◆ **Lesetext**:
Gegen Leerstand in München: Check per Stromrechnung

München - Nein, es reicht den Mieteraktivisten der Linken in München nicht, was die Stadt in Sachen Bekämpfung von Leerstand unternimmt. Nach wie vor gebe es zu viele Hauseigentümer, die entspannt warten, bis ihr leerstehender Wohnblock so zusammenfällt, dass man ihn nur noch abreißen kann. Und das gerne hinauszögern, bis die Bodenpreise weiter steigen - weil beim Verkauf dann noch mehr herauszuholen ist.
Trotz Wohnungsnot: Viel Leerstand in München
Die Haushaltsbefragung des Mikrozensus habe 2018 ergeben, dass in München hochgerechnet 47.000 Wohnungen leer stehen könnten. "Das wären so viele, wie in ganz Bogenhausen stehen", sagt Linke-Stadtrat Stefan Jagel, "und wir gehen davon aus, dass 25.000 davon länger als drei Monate unbewohnt sind, viele seit Jahren."
"Unerträglich" sei das bei knapp 10.000 Wohnungslosen. Beispiele haben die Linken und ihr Mieteraktivist Christian Schwarzenberger schon genug aufgelistet.
Darunter die zehn Münchner Wohnhäuser, zu denen die Stadt letztes Jahr Antworten liefern musste - etwa in der Steinheilstraße in der Maxvorstadt, in der Zietenstraße in Milbertshofen oder in der Herzog- und Occamstraße in Schwabing. Jetzt will Stadtrat Stefan Jagel "den Druck auf die grün-rote Stadtregierung erhöhen" - mit einem neuen Antragspaket.

◆ **Aufgaben**:
1 > Gib aus dem Lesetext die Stelle von „München - Nein, es“ bis „mehr herauszuholen ist.“ wortgetreu wieder.
2 > Wie viele Wohnungen in München könnten laut Lesetext nach der Haushaltsbefragung des Mikrozensus von 2018 leer stehen?

◆ **Die Einträge**:
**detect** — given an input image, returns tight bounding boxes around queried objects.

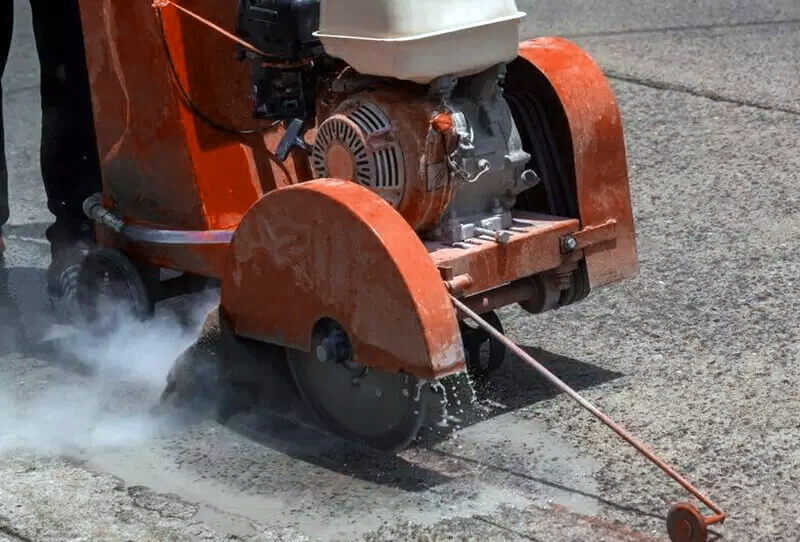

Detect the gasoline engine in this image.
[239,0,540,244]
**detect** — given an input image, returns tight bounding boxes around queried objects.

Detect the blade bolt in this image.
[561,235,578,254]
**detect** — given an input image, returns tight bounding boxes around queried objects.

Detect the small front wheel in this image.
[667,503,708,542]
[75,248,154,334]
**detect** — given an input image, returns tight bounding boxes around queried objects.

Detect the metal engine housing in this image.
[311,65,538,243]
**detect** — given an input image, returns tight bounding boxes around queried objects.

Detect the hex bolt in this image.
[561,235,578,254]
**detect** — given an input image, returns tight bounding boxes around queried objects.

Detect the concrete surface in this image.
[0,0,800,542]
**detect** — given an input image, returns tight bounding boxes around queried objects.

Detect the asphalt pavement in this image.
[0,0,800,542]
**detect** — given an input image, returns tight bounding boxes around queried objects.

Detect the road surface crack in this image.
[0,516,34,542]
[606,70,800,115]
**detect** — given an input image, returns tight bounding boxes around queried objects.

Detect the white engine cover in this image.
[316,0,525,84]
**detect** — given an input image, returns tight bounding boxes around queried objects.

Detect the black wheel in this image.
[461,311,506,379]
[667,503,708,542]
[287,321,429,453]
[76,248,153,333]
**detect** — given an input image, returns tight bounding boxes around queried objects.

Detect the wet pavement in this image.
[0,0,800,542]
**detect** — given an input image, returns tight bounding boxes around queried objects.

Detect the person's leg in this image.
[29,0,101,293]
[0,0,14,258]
==
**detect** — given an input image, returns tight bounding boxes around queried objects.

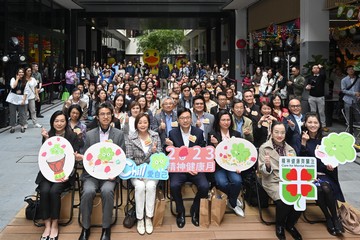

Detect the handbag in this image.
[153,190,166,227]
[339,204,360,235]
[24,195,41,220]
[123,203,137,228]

◆ **Lösungen**:
1 >
München - Nein, es reicht den Mieteraktivisten der Linken in München nicht, was die Stadt in Sachen Bekämpfung von Leerstand unternimmt. Nach wie vor gebe es zu viele Hauseigentümer, die entspannt warten, bis ihr leerstehender Wohnblock so zusammenfällt, dass man ihn nur noch abreißen kann. Und das gerne hinauszögern, bis die Bodenpreise weiter steigen - weil beim Verkauf dann noch mehr herauszuholen ist.

2 > Hochgerechnet 47.000 Wohnungen.